> Exercise objective
Output the data below exactly, images excluded.

[Records excerpted from a collection]
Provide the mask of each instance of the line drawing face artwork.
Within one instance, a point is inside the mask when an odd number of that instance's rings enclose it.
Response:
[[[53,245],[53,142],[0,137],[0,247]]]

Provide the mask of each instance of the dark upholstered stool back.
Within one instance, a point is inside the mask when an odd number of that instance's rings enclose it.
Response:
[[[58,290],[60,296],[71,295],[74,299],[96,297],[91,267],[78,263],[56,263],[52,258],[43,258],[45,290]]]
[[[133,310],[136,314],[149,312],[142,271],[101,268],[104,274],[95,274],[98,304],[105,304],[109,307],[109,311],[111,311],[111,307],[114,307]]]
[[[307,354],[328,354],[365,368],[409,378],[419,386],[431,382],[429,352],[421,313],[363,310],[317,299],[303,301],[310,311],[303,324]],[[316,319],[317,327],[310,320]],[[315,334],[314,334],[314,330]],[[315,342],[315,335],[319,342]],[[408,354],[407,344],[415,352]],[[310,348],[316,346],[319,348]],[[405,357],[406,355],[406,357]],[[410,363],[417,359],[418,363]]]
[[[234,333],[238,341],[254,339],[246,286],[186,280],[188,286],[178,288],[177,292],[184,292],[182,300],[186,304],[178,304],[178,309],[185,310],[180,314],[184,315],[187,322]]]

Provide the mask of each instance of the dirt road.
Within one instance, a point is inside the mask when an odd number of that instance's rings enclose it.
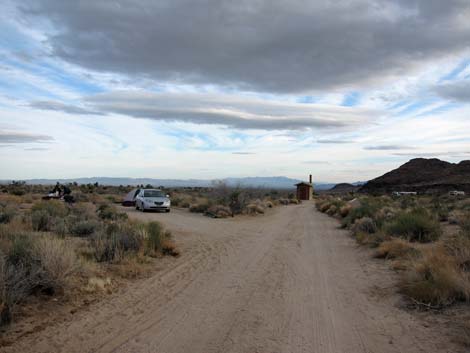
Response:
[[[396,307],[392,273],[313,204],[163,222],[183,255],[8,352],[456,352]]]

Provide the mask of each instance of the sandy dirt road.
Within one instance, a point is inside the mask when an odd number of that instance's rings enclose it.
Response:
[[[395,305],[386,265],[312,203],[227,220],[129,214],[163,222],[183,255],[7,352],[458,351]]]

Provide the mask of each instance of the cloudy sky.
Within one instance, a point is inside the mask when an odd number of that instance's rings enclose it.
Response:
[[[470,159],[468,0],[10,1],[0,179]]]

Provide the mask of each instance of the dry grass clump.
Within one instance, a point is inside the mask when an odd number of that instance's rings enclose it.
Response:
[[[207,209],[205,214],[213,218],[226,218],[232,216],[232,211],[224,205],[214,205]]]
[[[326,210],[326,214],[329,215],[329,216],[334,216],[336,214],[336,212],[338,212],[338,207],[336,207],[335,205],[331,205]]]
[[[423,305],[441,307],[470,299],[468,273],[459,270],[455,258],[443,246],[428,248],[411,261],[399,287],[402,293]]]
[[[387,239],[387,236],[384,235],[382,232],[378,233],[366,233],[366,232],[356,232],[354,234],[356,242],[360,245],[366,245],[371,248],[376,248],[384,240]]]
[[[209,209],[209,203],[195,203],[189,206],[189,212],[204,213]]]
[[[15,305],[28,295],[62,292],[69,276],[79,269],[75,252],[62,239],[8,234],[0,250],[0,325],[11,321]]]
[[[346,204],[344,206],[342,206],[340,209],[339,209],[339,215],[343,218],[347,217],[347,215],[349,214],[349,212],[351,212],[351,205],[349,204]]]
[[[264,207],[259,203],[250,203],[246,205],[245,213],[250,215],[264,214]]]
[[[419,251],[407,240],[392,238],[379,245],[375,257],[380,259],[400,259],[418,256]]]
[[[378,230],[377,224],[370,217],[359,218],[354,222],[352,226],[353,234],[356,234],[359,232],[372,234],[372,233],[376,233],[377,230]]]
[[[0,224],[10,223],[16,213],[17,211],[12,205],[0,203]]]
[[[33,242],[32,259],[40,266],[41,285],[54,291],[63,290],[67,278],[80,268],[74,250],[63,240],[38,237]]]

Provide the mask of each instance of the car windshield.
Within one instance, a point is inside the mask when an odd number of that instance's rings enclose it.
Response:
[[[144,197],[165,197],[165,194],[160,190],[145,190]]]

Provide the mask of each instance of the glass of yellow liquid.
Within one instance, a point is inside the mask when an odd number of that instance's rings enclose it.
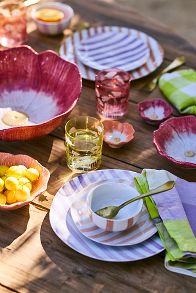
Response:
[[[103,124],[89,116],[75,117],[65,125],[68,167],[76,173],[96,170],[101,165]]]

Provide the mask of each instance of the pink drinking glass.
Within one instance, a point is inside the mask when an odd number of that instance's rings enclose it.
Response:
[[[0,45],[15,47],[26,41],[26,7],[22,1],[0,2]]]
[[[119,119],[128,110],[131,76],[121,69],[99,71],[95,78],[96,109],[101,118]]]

> Response to the task
Provide the mask of each instance of the line drawing face artwork.
Within one instance, a point is inside the mask when an odd number of that instance's rings enclose it.
Response:
[[[53,245],[53,142],[0,137],[0,247]]]

Provide the mask of each instance of the dark upholstered stool back.
Within one instance, a point is inside the mask when an odd number of that instance's rings enclose it.
Response:
[[[58,290],[60,296],[71,295],[74,299],[96,297],[91,267],[78,263],[56,263],[52,258],[43,258],[45,290]]]
[[[133,310],[136,314],[149,312],[142,271],[101,268],[104,274],[95,274],[98,304],[105,304],[109,307],[109,311],[111,311],[111,307],[114,307]]]
[[[307,354],[328,354],[365,368],[409,378],[419,386],[431,382],[429,352],[421,313],[363,310],[317,299],[303,301],[310,311],[303,324]],[[316,319],[317,327],[310,320]],[[315,334],[314,334],[314,330]],[[315,342],[315,335],[319,342]],[[408,354],[407,344],[415,352]],[[310,348],[316,346],[319,348]],[[405,357],[406,355],[406,357]],[[410,363],[417,359],[418,363]]]
[[[234,333],[238,341],[254,339],[246,286],[186,280],[188,286],[178,288],[177,292],[184,292],[182,300],[186,304],[178,304],[178,309],[185,310],[180,314],[184,315],[187,322]]]

Provide the mask of each instance of the dirt road.
Within one instance, a point is inside the mask when an odd number of that instance's rings enclose it.
Response:
[[[396,307],[392,273],[313,204],[163,222],[183,255],[8,352],[456,352]]]

Provide the mask of each instance of the sandy dirt road.
Within one instance, a point is inside the mask when an odd number of that instance's rings enclose it.
Response:
[[[395,305],[386,265],[312,203],[227,220],[129,214],[163,222],[183,255],[7,352],[458,351]]]

Provide the mask of each instance of the cloudy sky.
Within one instance, a point is inside the mask when an odd number of that instance's rings enclose it.
Response:
[[[470,159],[468,0],[10,1],[0,179]]]

Provide the mask of each instance of the dry grass clump.
Within one instance, a point is inside the mask when an odd number of that instance's rings enclose it.
Response:
[[[207,209],[205,214],[213,218],[226,218],[232,216],[232,211],[224,205],[214,205]]]
[[[326,210],[326,214],[329,215],[329,216],[334,216],[336,214],[336,212],[338,212],[338,207],[336,207],[335,205],[331,205]]]
[[[423,305],[441,307],[470,299],[468,273],[459,270],[455,258],[443,246],[428,248],[411,261],[399,287],[402,293]]]
[[[387,239],[387,236],[384,235],[382,232],[378,233],[366,233],[366,232],[356,232],[354,234],[356,242],[360,245],[366,245],[371,248],[376,248],[384,240]]]
[[[209,209],[209,203],[195,203],[189,206],[189,212],[204,213]]]
[[[15,305],[28,295],[62,292],[69,276],[79,269],[75,252],[62,239],[8,234],[0,250],[0,325],[11,321]]]
[[[346,204],[344,206],[342,206],[340,209],[339,209],[339,215],[343,218],[347,217],[347,215],[349,214],[349,212],[351,212],[351,205],[349,204]]]
[[[264,207],[259,203],[250,203],[246,205],[245,213],[250,215],[264,214]]]
[[[419,251],[407,240],[392,238],[379,245],[375,257],[380,259],[400,259],[418,256]]]
[[[378,230],[377,224],[370,217],[359,218],[354,222],[352,226],[353,234],[356,234],[359,232],[372,234],[372,233],[376,233],[377,230]]]
[[[0,224],[10,223],[16,213],[17,211],[12,205],[0,203]]]
[[[33,242],[32,259],[40,266],[41,285],[54,291],[63,290],[67,278],[80,268],[74,250],[63,240],[38,237]]]

Provide the mask of each instance of the car windshield.
Within one instance, a point is inside the mask when an odd number of that instance's rings enclose it.
Response:
[[[144,197],[165,197],[165,194],[160,190],[145,190]]]

Provide the mask of each instance of the glass of yellow liquid.
Within one instance, a point is inside the mask when an odd number of that instance's rings enclose it.
Response:
[[[103,124],[89,116],[75,117],[65,125],[68,167],[76,173],[96,170],[101,165]]]

Provide the mask of each instance of the pink drinking glass.
Within one instance, a point is inside the mask when an odd number of that instance's rings enclose it.
Response:
[[[0,45],[15,47],[26,41],[26,7],[22,1],[0,2]]]
[[[119,119],[128,110],[131,76],[121,69],[99,71],[95,78],[96,109],[101,118]]]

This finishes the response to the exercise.